Testo fornito
30 Marzo 2023 / Nando Piccari

Oggi non lo ricorda quasi più nessuno, ma una volta il dialetto riminese usava sbrigativamente la parola “infezna” quale onnicomprensiva traduzione di quei fenomeni, diciamo contigui, che in psicologia e in psichiatria si chiamano inconscio, subconscio e preconscio. I quali, pur se accantonati nel limbo dell’inconsapevolezza, possono tuttavia all’improvviso balzar fuori, magari per un attimo soltanto, facendoci fare o dire cose che razionalmente non avremmo voluto, ma delle quali portiamo  inconsciamente “l’infezna” dentro di noi.

É il caso della Signor Presidente Giorgia Meloni.

Sono disposto a credere che non voglia più essere la neofascista delle origini, ma si vede bene come in determinate situazioni non possa evitare che a prendere inconsciamente il sopravvento sia quanto  le è rimasto di “neofascista dentro”.

Si spiega così la squallida dichiarazione secondo cui alle Fosse Ardeatine sarebbero oggi sepolti «335 italiani innocenti massacrati solo perché italiani». Per sottacere della ridicola pezza che ha poi tentato di fronte alle polemiche piovutele addosso: «Li ho definiti italiani, che vuol dire che gli antifascisti non sono italiani? Sono stata onnicomprensiva».

Naturalmente non poteva non sapere che nell’elenco dei trucidati compaiano anche cittadini stranieri. Né, a proposito di onnicomprensività, che fossero italiani i tanti fascisti, “torturatori e massacratori di Italiani” al pari del suo idolatrato Almirante, i quali coadiuvarono il famigerato prefetto Caruso a compilare la lista delle vittime da passare ai carnefici nazisti.

Ma dall’inconscio le è però partito il blocco a poter usare sia la parola “antifascisti”, sia l’espressione “crimine nazista, con la complicità dei fascisti italiani”.

In qualità di “fascista dentro” s’è pure ben distinto Francesco Lollobrigida, cognato e ministro della Meloni, che ha liquidato la cosa scrivendo di «italiani che morirono per mano straniera» (Inglesi? Portoghesi? Austroungarici? Chissà…)

Il ministro Francesco Lollobrigida

Ma nell’exploit più vergognoso s’è esibito, come sempre, il “neofascista sia dentro che fuori” Donzelli, con quel suo delirante «sono alla canna del gas», sparato contro chi aveva criticato la mancanza di esplicita condanna al fascismo e al nazismo: una macabra gaffe la sua, dato che entrambe quelle mostruose dittature fecero un tragico uso della “canna del gas”.

Sorprendentemente il solo a parlare di  «335 vite spezzate dalla furia nazista» è stato La Russa. Sembra che però sia subito dopo corso a casa, a prostrarsi chiedendo scusa alla statua del camerata Mussolini, che lo sorveglia in salotto.

Dati grezzi
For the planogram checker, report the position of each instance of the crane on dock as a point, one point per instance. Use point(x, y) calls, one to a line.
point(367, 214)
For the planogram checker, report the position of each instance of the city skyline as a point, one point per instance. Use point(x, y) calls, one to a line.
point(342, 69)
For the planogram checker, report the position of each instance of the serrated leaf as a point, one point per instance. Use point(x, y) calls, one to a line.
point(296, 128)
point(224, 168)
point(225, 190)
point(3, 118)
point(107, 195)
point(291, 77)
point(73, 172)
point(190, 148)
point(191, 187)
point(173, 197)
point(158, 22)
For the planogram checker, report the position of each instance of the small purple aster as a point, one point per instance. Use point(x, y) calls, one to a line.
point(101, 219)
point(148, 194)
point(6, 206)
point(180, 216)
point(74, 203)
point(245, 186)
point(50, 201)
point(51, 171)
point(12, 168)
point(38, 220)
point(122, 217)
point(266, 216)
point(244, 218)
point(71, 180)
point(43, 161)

Cose da fare
(1) Nel testo sulle Fosse Ardeatine, chi è stato l'unico a parlare di «335 vite spezzate dalla furia nazista»?
(2) Trascrivi parola per parola il passo del testo sulle Fosse Ardeatine che comincia con "In qualità di" e termina con "Portoghesi? Austroungarici? Chissà…)".
(3) Scrivi il seguito del testo sulle Fosse Ardeatine, ripartendo subito dopo la sua ultima frase.
L'elenco viene da un'altra fonte.

Risposte
(1) La Russa.

(2)
In qualità di “fascista dentro” s’è pure ben distinto Francesco Lollobrigida, cognato e ministro della Meloni, che ha liquidato la cosa scrivendo di «italiani che morirono per mano straniera» (Inglesi? Portoghesi? Austroungarici? Chissà…)

(3)
Ma a quella relativa alle Fosse Ardeatine sono poi seguite altre analoghe esibizioni.

É infatti forse meno da “fascisti dentro” proporsi di abolire il reato di tortura?

O rinchiudere in galera, insieme alle loro mamme, anche i bambini di ogni età (anzi “i bimbi”, come piace di più chiamarli a Salvini, purché non siano figli di Rom)? Compresi i neonati e perfino i nascituri, perché stando al repellente pensiero di Marrone, nessuna pietà per le borseggiatrici, nemmeno se incinte. Le quali, un attimo dopo il parto, dovrebbero anzi vedersi negare la patria potestà, stando al delirio di un tal viceministro Cirielli.

É un po’ da “fascisti dentro” pure la martellante campagna del ministro all’istruzione e ridicolmente “al merito”, contro «la sinistra ideologica che vorrebbe studi culturali per tutti, lasciando a chissà quando la formazione professionalizzante». Quando invece solo gli studenti più meritevoli, come dice la parola stessa, meritano di andare al liceo, poi all’università; mentre per gli altri è più importante accontentarsi di «imparare un mestiere» affollando gli istituti professionali.

Della guerra che continua alle ONG-salvamigranti meglio non parlare.

Ma forse più ancora di tutti gli altri è da “fascisti dentro” l’implicita invocazione “Dio, Patria, Famiglia” che fuoriesce dall’odiosa avversione alle famiglie omogenitoriali, con conseguente diktat ai sindaci ad obbedire a  Meloni, Salvini e  Santa Maria Roccella, i quali tentano di spacciare la loro fobia per una mistificante necessità di “lotta all’utero in affitto”, che in Italia è invece già punito con la condanna fino a due anni e una multa fino ad un milione di euro.

Un plauso ai tanti sindaci a cui “fa un baffo” l’ordine diramato dal Viminale tramite i Prefetti. Fra costoro mi piace ricordare Alice Parma, Sindaca di Santarcangelo, perché su di lei incombe, oltre all’assurda pretesa ministeriale, anche il fiato sul collo dell’ennesimo Matteo leghista, il suo concittadino Montevecchi. Colui che tempo fa ha lasciato Gioenzo Renzi per diventare “il ciellino leghista” Consigliere Regionale, in contropartita con il ruolo di reggicoda del Santo Inquisitore ed ex Senatore Pillon.

Matteo Montevecchi

Nelle foto che spesso compaiono sui giornali a corredo delle sue veementi scomuniche, sembra sempre gonfio di collera.

Per questo c’è chi lo chiama confidenzialmente “il pilloncino gonfiato”

 Post Scriptum 

Certo che il Sindaco di Rimini s’è beccato un solenne cazziatone, recitato in impeccabile avvocatese, per essersi lasciato andare ad un sentimento ben poco avvocatesco nel commentare  l’eventualità che si provi a cancellare la condanna per stupro subita da quel tal Butungu. “Ci dev’essere un limite a tutto; in questo caso è stato superato”, è la sintesi della frase incriminata.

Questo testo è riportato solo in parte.